** Text to read **
☆ ☆ ☆ ☆
This computational model aim to mimic empirical results seen in animal models during the acquisition of a learned behavior via classical conditioning. The conditioning paradigm involves training a rabbit to respond with a reflexive eyeblink to a conditioned stimulus, usually a tone. This is accomplished by pairing the tone with an unconditioned stimulus, a puff of air, that naturally produces the reflexive eyeblink. The acquisition can be seen by the below learning curve.

TODO add learning curve image from empirical study

In code, the empirical data can be mimicked by building a simple multi-layer perceptron (MLP), linked to an autoencoder. The purpose of 2 networks is beyond the scope of the post, but suffice it to say it more closely resembles the inner workings of the animal model. On to the code.

The source code can be found at this repo...

Or you can clone by git clone https://github.com/ajsimon1/nn_project.git,

and

pip install -r requirements.txt

Installing the via requirements.txt will install jupyter notebooks as well, which is not explicitly declared in the import statements.

Before we get started, I want to apologize to all my PEP8 peoples, during the meat of the program the line lengths extend beyond 88 chars and I apologize for that. I can assure you, when time allows, the code will be cleaned to compliance.

We start by importing the necessary packages. Please note the Theano library has ceased development at the start of 2018. A quick rundown of the used packages:

  • lasagne :: The deep learning framework that provides the abstraction layer over top of theano. I picked this library specifically because it allowed easy access to hidden layer activations and weights matrices. This is usually not needed for mainstream use cases, but for research based use cases it is critical
  • theano :: A library that allows for efficient mathematical operations involving multi-dimensional arrays. While lasagne provides a layer of abstraction for defining and building the network architecture the actual functionality is written directly in theano functions.
☆ ☆ ☆ ☆
** Data listing **
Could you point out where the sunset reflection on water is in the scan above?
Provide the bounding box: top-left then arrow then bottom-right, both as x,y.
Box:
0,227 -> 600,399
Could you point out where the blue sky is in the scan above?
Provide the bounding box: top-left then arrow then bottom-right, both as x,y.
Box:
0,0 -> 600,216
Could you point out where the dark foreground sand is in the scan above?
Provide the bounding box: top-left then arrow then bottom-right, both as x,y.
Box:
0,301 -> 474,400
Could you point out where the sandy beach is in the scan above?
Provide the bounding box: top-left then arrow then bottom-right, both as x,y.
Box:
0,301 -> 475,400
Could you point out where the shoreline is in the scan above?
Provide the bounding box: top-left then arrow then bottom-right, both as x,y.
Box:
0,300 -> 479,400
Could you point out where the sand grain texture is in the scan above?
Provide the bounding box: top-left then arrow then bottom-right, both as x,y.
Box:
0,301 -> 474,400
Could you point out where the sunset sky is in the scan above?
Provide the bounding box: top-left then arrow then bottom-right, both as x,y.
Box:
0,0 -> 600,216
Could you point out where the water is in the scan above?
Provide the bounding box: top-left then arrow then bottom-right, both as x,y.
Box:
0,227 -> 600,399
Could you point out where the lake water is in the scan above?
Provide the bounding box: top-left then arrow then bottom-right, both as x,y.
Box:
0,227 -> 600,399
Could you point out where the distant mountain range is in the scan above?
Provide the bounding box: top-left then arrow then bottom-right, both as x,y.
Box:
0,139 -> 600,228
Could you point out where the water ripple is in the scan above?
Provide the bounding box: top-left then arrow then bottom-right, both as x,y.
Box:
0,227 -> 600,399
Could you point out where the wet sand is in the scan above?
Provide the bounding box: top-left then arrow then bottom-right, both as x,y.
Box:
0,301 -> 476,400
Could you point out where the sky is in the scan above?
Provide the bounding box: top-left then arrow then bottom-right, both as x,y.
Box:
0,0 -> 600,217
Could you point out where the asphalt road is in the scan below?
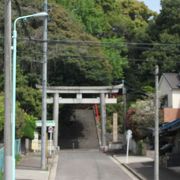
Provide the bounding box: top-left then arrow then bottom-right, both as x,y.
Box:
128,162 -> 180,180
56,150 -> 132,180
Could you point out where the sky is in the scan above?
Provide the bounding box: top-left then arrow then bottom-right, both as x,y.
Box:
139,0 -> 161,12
☆ ☆ ☆ ☆
** Exercise requirements **
1. In the post above about modeling eyeblink conditioning, what serves as the unconditioned stimulus?
2. From the eyeblink conditioning post, output the part that opens with the words "Or you can clone" and closes with "cleaned to compliance.".
3. List every software package the eyeblink conditioning post names as installed or used.

** Solutions to the problems **
1. A puff of air.

2.
Or you can clone by git clone https://github.com/ajsimon1/nn_project.git,

and

pip install -r requirements.txt

Installing the via requirements.txt will install jupyter notebooks as well, which is not explicitly declared in the import statements.

Before we get started, I want to apologize to all my PEP8 peoples, during the meat of the program the line lengths extend beyond 88 chars and I apologize for that. I can assure you, when time allows, the code will be cleaned to compliance.

3. lasagne, theano, jupyter notebooks